Objective: Copy everything from the start of the entries down to the line containing "18), (207, 7)]", switching every "wooden beam" to "wooden plank" and changing nothing else.

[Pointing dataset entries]
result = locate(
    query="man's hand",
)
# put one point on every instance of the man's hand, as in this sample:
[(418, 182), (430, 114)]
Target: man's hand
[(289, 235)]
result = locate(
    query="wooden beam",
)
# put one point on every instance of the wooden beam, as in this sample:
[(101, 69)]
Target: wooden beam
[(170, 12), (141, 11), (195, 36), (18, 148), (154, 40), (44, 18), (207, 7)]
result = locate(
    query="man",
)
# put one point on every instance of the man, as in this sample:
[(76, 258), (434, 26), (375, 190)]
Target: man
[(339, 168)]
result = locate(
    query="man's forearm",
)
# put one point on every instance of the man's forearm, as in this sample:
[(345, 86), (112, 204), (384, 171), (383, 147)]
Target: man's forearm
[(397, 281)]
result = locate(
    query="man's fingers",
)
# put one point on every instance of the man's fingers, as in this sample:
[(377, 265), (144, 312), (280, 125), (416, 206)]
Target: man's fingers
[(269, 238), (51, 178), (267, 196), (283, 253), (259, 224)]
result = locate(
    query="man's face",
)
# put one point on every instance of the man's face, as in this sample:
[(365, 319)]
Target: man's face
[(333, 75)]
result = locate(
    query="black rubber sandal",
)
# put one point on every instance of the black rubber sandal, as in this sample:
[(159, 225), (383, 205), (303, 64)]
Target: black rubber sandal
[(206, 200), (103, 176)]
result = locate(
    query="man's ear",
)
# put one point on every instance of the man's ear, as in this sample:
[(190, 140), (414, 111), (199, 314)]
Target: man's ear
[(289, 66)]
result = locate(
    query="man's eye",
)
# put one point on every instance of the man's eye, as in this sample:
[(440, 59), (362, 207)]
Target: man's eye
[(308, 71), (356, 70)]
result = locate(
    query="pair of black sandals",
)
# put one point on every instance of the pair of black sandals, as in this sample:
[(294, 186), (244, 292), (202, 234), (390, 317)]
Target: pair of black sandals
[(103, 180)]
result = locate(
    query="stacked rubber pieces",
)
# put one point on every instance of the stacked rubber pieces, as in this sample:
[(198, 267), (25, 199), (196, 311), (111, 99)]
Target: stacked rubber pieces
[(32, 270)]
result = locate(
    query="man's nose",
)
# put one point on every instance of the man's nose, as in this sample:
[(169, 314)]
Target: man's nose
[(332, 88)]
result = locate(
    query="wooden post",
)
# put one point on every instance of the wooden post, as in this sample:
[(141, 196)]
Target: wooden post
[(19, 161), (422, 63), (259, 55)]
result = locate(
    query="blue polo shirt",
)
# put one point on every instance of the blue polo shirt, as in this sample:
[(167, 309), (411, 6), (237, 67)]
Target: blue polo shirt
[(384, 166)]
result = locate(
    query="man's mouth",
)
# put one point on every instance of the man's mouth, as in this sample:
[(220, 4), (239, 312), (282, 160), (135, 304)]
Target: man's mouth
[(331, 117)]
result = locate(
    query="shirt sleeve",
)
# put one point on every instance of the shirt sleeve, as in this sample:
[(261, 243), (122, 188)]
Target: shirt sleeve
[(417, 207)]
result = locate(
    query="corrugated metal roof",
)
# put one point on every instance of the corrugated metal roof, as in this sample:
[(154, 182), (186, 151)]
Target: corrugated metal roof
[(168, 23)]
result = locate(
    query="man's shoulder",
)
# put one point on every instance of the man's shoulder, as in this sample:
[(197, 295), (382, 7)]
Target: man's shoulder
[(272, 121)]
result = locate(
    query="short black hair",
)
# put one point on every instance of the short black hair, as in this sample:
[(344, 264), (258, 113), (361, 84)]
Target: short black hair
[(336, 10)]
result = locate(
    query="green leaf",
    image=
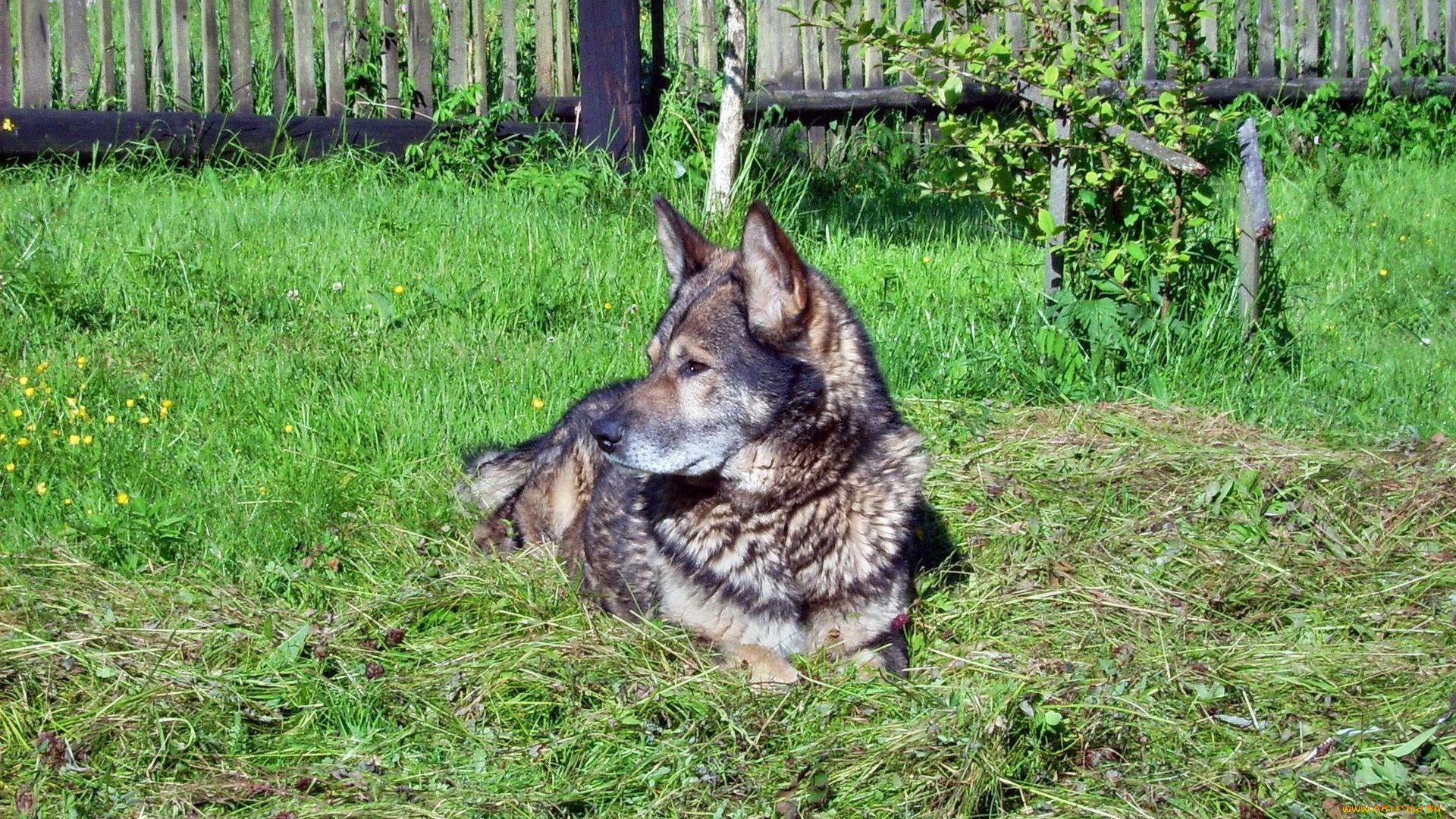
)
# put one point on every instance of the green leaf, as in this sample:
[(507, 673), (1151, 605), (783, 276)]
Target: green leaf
[(1416, 742), (289, 651), (1046, 222)]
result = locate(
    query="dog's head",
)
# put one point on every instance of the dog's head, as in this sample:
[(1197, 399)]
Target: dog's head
[(734, 354)]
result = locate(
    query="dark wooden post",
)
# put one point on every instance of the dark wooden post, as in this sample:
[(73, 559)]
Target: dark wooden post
[(1256, 224), (612, 79)]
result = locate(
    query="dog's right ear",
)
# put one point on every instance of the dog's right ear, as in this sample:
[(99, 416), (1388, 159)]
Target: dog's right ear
[(685, 248)]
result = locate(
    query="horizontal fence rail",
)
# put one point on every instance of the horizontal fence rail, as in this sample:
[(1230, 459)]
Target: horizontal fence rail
[(389, 58)]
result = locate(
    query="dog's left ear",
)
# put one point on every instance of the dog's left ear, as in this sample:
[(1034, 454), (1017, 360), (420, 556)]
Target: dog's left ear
[(775, 281), (685, 248)]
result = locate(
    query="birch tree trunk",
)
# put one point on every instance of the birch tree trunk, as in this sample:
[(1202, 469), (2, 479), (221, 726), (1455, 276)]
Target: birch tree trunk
[(730, 112)]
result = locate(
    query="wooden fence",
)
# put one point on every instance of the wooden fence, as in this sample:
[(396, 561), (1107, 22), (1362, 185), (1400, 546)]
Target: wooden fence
[(364, 61)]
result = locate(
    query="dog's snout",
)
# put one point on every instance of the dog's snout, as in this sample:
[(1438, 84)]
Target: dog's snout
[(607, 430)]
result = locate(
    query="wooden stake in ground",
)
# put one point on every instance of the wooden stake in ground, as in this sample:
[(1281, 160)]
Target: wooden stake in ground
[(730, 112), (1256, 224)]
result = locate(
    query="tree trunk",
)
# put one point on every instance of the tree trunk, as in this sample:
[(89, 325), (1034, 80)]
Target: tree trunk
[(730, 112)]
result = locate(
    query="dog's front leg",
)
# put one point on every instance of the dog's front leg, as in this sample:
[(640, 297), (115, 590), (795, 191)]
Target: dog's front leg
[(764, 665)]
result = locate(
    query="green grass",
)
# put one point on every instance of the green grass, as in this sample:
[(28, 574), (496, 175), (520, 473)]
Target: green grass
[(1156, 610)]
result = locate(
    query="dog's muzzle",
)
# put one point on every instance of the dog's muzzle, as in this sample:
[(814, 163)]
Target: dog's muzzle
[(607, 430)]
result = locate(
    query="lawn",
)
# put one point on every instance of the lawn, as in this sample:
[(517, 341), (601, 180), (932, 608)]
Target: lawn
[(234, 579)]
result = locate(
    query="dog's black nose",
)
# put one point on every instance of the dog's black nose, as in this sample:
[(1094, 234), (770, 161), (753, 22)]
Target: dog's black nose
[(607, 431)]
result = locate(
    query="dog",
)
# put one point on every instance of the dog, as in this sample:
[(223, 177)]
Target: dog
[(756, 487)]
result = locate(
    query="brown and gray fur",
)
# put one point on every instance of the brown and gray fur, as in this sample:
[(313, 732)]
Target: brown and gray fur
[(756, 487)]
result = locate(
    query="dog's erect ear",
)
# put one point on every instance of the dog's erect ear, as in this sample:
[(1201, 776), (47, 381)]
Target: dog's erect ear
[(775, 281), (685, 248)]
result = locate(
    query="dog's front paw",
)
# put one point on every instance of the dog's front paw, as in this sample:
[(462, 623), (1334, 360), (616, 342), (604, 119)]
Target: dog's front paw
[(764, 667)]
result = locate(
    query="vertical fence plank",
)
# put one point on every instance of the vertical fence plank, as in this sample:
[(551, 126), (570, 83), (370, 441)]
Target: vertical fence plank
[(482, 55), (1391, 36), (1149, 39), (278, 57), (305, 85), (421, 36), (1362, 38), (565, 76), (1266, 30), (1059, 202), (36, 55), (778, 60), (683, 28), (1310, 38), (6, 58), (212, 57), (136, 71), (74, 53), (1289, 52), (1209, 27), (708, 37), (1451, 36), (545, 67), (1338, 46), (510, 67), (335, 31), (156, 53), (833, 60), (1241, 38), (905, 9), (239, 57), (181, 55), (457, 66), (874, 60), (389, 57), (108, 55)]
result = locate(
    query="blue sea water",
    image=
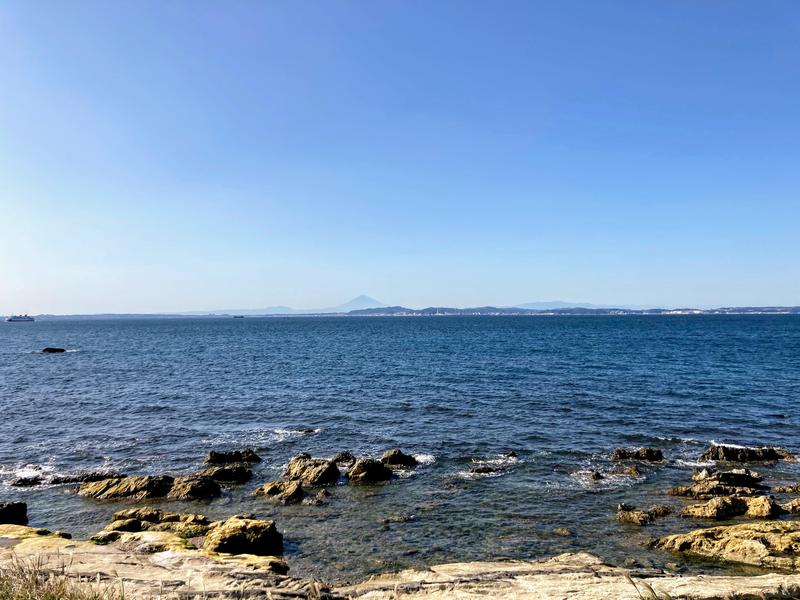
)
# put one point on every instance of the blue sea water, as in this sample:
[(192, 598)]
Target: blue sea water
[(155, 395)]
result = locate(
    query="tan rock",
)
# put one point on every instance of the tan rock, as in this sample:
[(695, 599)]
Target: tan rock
[(284, 492), (131, 488), (311, 471), (245, 536), (771, 544)]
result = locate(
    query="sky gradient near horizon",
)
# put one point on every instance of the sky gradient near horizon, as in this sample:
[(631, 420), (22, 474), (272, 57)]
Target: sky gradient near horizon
[(201, 155)]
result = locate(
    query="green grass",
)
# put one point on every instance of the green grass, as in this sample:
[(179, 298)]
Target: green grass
[(31, 580)]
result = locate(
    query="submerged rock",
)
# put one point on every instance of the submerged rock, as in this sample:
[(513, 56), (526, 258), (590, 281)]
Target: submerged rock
[(13, 513), (87, 477), (344, 458), (27, 481), (627, 513), (233, 473), (771, 544), (147, 487), (131, 488), (647, 454), (245, 536), (311, 471), (194, 488), (285, 492), (397, 458), (368, 470), (232, 456), (728, 507), (742, 454)]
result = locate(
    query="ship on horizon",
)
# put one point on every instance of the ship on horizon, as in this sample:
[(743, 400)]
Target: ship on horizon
[(19, 319)]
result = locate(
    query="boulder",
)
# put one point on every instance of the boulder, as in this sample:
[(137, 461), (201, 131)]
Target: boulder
[(285, 492), (85, 477), (627, 513), (770, 544), (311, 471), (194, 488), (644, 454), (728, 507), (397, 458), (793, 507), (233, 473), (13, 513), (27, 481), (743, 454), (129, 488), (344, 458), (245, 536), (368, 470), (734, 477), (232, 456)]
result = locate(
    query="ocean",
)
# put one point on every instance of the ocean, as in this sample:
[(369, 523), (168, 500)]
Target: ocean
[(149, 396)]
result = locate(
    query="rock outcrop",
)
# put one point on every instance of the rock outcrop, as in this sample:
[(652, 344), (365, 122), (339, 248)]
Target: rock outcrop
[(13, 513), (368, 470), (397, 458), (232, 456), (645, 454), (311, 471), (228, 473), (147, 487), (728, 507), (284, 492), (770, 544), (627, 513), (245, 536), (743, 454), (709, 484)]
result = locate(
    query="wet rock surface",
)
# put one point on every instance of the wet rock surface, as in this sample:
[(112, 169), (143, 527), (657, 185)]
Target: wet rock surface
[(368, 470), (743, 454), (13, 513), (312, 471), (646, 454)]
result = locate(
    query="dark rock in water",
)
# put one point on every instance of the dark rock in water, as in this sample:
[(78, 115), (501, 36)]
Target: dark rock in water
[(311, 471), (285, 492), (85, 477), (368, 470), (27, 481), (397, 458), (13, 513), (627, 513), (486, 469), (737, 454), (232, 456), (644, 454), (194, 488), (709, 484), (245, 536), (344, 458), (228, 473), (131, 488)]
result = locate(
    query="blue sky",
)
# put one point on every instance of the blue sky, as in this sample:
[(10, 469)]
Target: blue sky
[(193, 155)]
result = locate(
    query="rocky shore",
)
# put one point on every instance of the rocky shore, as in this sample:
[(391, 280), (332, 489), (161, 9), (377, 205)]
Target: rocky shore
[(153, 552)]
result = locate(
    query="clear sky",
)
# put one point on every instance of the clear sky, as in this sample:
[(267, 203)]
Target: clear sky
[(160, 156)]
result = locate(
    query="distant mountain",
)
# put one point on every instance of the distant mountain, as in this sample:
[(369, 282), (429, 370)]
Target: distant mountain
[(358, 303)]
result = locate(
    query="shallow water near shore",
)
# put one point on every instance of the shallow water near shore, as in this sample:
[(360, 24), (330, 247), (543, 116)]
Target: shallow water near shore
[(155, 395)]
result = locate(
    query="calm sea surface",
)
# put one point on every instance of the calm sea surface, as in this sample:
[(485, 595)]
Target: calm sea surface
[(155, 395)]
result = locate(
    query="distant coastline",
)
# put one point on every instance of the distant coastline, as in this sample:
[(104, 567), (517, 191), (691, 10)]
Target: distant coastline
[(433, 311)]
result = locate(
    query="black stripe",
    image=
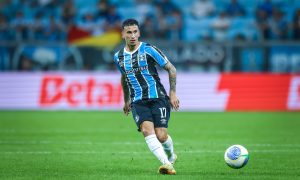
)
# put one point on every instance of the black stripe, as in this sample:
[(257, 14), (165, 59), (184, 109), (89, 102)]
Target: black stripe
[(161, 53), (139, 77), (121, 60), (153, 71)]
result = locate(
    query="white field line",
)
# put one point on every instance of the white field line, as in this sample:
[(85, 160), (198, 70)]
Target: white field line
[(141, 152), (129, 143)]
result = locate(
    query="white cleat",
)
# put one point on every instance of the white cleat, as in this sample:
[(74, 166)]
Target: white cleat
[(173, 159)]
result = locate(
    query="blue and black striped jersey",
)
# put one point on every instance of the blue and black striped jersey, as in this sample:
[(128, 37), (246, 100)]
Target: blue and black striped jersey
[(140, 71)]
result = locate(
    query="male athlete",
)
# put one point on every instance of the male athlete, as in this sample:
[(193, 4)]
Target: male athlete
[(144, 94)]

The output:
result = locate(
    query="man's hand",
)
# put one point on every instance of the man's hand, as in this sample:
[(418, 182), (430, 114)]
Target: man's hand
[(289, 235)]
result = locate(
    query="wooden plank",
)
# put one point on every instance of the wooden plank, as in this sample:
[(101, 69)]
Target: wooden plank
[(170, 12), (141, 11), (195, 36), (18, 148), (154, 40), (44, 18), (207, 7)]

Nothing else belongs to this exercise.